**WHAT TO DO**
Write out the entries, please, from the line containing "Where can you spot the tree canopy?" through their final line, exactly and with nothing else.

(Dataset rows on where objects appear)
— Begin —
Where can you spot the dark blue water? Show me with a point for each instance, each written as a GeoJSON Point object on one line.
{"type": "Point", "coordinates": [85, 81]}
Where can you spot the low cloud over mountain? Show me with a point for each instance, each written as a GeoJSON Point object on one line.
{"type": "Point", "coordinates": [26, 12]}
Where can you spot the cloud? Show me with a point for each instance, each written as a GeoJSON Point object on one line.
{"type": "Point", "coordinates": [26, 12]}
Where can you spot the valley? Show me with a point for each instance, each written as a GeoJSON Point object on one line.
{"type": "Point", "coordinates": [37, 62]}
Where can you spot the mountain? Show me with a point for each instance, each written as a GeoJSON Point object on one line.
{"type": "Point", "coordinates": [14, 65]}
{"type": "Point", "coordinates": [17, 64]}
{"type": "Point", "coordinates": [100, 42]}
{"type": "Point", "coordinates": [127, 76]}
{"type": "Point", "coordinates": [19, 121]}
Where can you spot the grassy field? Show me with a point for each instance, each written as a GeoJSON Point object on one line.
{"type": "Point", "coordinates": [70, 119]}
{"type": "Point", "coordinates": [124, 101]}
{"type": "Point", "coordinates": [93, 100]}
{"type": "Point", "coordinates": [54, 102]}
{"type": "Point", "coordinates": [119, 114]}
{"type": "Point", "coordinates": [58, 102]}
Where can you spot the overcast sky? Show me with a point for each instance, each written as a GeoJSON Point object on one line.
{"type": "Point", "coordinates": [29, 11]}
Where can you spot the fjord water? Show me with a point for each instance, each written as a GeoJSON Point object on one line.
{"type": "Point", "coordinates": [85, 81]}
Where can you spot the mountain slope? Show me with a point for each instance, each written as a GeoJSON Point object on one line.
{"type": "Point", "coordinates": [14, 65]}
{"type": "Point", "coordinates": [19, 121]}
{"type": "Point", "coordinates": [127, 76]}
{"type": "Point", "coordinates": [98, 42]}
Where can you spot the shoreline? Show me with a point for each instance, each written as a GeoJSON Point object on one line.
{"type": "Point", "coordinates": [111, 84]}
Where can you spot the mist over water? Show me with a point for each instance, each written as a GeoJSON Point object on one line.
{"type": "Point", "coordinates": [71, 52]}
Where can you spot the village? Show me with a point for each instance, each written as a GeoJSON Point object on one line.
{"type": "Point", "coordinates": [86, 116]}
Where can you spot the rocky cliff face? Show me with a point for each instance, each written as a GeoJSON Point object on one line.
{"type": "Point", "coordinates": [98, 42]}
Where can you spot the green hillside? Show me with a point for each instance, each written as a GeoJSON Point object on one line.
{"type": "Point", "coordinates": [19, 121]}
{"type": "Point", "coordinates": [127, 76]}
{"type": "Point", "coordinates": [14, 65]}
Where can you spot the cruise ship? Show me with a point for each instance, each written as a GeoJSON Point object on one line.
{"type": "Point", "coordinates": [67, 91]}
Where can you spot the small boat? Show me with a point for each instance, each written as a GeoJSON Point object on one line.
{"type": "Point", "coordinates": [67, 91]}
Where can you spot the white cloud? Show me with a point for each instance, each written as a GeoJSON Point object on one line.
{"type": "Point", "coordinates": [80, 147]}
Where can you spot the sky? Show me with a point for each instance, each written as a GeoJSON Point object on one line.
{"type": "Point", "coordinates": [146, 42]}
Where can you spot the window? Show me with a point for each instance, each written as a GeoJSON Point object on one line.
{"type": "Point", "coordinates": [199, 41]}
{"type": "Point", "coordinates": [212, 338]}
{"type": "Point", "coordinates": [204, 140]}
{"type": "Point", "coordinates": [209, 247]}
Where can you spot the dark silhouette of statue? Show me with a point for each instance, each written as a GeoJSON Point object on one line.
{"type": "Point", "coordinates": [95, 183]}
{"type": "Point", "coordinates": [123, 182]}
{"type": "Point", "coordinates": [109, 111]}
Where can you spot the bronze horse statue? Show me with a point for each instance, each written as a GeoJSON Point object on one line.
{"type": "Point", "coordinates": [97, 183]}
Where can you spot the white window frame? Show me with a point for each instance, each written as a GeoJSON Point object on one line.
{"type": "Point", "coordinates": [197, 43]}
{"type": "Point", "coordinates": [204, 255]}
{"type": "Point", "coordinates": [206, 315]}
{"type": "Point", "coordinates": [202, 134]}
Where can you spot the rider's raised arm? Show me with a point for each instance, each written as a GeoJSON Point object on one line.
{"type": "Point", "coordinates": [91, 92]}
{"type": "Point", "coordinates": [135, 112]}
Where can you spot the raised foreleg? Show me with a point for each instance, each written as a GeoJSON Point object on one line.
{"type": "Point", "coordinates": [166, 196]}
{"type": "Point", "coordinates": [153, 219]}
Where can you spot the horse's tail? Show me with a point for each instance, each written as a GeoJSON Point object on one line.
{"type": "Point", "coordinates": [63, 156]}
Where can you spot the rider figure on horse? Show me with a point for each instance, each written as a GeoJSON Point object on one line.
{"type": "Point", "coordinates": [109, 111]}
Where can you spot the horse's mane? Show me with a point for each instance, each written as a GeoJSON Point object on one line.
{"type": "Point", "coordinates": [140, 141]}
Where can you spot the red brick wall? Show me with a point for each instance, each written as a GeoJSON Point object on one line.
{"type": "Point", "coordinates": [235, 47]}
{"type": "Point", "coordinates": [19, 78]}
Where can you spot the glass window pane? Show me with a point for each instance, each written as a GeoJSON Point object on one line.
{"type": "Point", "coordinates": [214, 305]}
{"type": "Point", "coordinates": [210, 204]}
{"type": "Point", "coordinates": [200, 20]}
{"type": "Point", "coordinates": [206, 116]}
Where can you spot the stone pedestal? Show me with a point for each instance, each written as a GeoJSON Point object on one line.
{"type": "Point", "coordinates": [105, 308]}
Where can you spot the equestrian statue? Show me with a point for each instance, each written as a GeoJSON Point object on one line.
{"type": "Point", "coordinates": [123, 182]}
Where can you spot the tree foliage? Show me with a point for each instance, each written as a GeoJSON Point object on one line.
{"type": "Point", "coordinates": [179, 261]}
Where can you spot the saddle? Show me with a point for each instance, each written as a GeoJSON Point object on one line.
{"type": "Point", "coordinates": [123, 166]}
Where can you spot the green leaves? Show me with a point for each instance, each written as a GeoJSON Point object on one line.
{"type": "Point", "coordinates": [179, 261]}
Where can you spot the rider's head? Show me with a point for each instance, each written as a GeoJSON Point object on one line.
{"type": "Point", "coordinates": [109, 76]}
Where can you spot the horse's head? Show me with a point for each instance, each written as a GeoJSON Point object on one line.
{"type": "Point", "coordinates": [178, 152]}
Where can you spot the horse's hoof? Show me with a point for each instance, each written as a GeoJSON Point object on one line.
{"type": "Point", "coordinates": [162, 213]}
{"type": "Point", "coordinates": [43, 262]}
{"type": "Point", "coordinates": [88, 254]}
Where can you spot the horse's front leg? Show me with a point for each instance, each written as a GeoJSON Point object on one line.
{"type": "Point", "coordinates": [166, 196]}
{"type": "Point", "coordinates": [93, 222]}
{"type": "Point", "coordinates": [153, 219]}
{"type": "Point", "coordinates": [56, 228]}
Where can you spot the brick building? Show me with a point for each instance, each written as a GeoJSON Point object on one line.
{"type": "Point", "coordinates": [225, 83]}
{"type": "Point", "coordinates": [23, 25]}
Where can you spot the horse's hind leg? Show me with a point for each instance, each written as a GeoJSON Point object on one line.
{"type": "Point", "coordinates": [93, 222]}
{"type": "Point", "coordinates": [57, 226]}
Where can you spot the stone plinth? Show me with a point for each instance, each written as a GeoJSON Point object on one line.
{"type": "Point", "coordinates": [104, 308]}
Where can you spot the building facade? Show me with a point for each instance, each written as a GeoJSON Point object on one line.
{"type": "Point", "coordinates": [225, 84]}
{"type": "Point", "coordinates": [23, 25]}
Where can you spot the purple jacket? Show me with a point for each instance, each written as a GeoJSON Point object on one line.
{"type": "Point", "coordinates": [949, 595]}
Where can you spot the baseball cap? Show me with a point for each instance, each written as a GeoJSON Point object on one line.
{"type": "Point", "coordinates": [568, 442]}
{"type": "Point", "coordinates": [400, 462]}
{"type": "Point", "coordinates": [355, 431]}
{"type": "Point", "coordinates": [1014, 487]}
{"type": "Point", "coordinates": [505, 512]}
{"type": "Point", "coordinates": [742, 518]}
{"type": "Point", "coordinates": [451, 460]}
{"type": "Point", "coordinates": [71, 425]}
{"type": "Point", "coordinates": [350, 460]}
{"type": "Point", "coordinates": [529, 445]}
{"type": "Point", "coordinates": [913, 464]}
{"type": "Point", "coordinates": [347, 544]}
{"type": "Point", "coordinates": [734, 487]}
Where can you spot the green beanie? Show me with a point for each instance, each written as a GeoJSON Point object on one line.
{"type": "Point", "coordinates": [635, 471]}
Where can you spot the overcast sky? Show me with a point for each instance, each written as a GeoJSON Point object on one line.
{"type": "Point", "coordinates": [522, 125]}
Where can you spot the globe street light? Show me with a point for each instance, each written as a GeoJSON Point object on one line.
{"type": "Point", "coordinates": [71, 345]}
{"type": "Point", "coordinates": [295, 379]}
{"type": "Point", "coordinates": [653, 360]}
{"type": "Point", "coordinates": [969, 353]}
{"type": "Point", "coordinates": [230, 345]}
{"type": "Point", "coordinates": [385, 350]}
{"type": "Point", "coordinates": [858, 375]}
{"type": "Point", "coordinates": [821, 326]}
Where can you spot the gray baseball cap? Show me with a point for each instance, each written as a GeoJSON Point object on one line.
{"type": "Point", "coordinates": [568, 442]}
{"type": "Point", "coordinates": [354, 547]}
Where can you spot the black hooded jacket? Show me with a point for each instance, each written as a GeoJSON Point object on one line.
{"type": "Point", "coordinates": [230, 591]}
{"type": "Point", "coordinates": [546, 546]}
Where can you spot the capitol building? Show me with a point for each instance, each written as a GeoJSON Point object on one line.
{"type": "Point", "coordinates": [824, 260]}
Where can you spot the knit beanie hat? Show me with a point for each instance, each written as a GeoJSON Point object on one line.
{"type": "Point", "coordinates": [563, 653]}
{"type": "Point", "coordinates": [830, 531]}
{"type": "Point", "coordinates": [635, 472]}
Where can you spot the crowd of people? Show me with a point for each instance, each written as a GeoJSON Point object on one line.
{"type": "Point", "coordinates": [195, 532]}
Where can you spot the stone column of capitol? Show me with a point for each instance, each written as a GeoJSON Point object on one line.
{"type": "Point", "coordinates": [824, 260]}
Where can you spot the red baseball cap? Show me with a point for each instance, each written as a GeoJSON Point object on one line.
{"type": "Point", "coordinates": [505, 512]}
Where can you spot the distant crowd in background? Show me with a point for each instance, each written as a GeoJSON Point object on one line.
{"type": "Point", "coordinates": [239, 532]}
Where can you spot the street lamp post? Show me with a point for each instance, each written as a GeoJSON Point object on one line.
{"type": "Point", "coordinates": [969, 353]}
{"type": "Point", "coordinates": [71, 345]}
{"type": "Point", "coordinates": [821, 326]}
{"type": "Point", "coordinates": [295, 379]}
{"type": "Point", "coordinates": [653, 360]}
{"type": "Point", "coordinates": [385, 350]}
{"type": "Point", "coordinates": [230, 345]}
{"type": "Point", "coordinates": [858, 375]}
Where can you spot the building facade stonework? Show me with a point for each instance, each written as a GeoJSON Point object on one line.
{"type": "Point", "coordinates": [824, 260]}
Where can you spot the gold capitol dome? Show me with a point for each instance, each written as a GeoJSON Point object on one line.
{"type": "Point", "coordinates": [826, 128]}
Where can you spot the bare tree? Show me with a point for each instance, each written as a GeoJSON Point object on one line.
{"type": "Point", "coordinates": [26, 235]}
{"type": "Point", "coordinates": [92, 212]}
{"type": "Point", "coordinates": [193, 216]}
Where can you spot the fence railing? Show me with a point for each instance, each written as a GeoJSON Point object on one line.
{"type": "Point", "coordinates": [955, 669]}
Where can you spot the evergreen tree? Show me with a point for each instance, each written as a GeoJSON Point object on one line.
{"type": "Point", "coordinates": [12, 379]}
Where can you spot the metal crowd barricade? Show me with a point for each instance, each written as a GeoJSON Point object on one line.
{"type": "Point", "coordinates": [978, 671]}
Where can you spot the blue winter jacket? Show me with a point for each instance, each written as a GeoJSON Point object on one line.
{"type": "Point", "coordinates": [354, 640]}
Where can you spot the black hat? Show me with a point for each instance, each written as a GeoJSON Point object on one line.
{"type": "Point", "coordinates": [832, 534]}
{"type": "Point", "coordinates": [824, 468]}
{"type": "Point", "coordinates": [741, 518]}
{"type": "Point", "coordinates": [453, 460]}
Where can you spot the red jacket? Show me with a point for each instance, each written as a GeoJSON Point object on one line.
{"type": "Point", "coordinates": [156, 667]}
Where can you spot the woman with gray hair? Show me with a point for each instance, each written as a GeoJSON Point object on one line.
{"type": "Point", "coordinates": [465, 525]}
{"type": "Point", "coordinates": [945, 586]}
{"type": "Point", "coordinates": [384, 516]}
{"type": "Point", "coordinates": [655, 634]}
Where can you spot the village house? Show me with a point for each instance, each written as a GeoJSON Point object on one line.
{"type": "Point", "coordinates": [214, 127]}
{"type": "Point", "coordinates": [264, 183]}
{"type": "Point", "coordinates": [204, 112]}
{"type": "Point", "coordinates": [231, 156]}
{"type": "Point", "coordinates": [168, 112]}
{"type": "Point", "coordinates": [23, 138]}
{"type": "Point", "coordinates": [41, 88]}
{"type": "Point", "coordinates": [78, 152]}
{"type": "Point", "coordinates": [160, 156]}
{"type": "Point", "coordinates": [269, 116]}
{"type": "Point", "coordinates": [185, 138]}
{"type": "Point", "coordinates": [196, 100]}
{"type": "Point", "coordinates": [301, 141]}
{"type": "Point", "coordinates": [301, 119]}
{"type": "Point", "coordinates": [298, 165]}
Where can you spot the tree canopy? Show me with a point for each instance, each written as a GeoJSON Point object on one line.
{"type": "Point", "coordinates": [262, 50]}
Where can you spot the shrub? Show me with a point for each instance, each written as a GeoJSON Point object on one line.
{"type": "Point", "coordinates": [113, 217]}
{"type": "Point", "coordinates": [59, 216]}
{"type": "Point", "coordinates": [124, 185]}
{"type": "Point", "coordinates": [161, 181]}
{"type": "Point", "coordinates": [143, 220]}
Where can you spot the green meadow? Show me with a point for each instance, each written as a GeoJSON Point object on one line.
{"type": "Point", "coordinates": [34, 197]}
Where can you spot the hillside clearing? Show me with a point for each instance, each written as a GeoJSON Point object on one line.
— End —
**WRITTEN RESPONSE**
Where can you spot the tree canopy? Show me with a point for each instance, each written as a GeoJSON Point object on one line.
{"type": "Point", "coordinates": [262, 50]}
Where can you spot the shrub? Show me with a point for each instance, each written as a GeoJSON Point object on one line.
{"type": "Point", "coordinates": [113, 217]}
{"type": "Point", "coordinates": [59, 216]}
{"type": "Point", "coordinates": [124, 185]}
{"type": "Point", "coordinates": [161, 181]}
{"type": "Point", "coordinates": [143, 220]}
Where can you spot the green meadow? Show me with a point for each instance, each written as a GeoJSON Point object on one line.
{"type": "Point", "coordinates": [34, 197]}
Where can you spot the hillside clearing? Show me with a point for each instance, each written as a GeoJSON Point object on one line.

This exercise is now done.